Please filter the entries for the word "rocky" and copy every line that has it.

------------------------------------------------------------

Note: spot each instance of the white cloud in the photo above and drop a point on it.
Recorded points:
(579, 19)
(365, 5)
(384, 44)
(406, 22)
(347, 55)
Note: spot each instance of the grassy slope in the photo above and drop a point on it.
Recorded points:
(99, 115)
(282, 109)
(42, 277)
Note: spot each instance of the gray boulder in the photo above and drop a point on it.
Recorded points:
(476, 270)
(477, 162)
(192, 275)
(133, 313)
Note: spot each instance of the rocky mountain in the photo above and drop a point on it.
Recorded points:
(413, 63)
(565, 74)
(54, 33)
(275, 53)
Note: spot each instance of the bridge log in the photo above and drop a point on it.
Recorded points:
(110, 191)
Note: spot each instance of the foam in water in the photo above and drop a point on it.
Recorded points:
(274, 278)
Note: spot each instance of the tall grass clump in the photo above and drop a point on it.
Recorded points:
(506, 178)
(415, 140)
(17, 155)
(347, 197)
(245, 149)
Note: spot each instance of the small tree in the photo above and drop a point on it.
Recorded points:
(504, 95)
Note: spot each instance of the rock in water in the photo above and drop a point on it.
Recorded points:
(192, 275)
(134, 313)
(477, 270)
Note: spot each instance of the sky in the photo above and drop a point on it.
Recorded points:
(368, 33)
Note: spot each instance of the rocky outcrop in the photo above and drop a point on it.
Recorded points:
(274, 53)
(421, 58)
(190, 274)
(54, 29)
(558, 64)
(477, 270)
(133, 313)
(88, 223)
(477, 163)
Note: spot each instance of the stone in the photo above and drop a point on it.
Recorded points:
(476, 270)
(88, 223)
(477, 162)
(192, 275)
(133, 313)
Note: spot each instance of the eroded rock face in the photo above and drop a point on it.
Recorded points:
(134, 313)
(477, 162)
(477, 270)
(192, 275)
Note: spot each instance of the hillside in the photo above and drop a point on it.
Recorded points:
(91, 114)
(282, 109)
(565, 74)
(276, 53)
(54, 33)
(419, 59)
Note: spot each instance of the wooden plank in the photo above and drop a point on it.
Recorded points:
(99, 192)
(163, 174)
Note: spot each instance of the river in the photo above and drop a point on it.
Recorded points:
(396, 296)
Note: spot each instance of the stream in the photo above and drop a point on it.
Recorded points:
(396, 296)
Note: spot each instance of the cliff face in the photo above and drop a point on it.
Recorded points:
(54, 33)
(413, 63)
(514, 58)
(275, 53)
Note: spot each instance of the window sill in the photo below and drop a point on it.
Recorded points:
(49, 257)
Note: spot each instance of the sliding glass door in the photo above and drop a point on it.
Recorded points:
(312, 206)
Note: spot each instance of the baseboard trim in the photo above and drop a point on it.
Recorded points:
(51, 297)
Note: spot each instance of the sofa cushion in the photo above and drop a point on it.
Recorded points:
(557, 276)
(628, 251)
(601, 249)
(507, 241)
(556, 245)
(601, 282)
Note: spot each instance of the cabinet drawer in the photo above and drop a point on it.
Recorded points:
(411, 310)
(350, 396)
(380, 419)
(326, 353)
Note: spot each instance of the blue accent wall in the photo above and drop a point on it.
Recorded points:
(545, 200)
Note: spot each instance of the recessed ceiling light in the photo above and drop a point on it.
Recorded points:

------------------------------------------------------------

## Task solution
Note: spot each instance of the rocky mountain in the photo above and drop a point on it.
Note: spot each instance of the rocky outcrop in the photo above and drop a point on it.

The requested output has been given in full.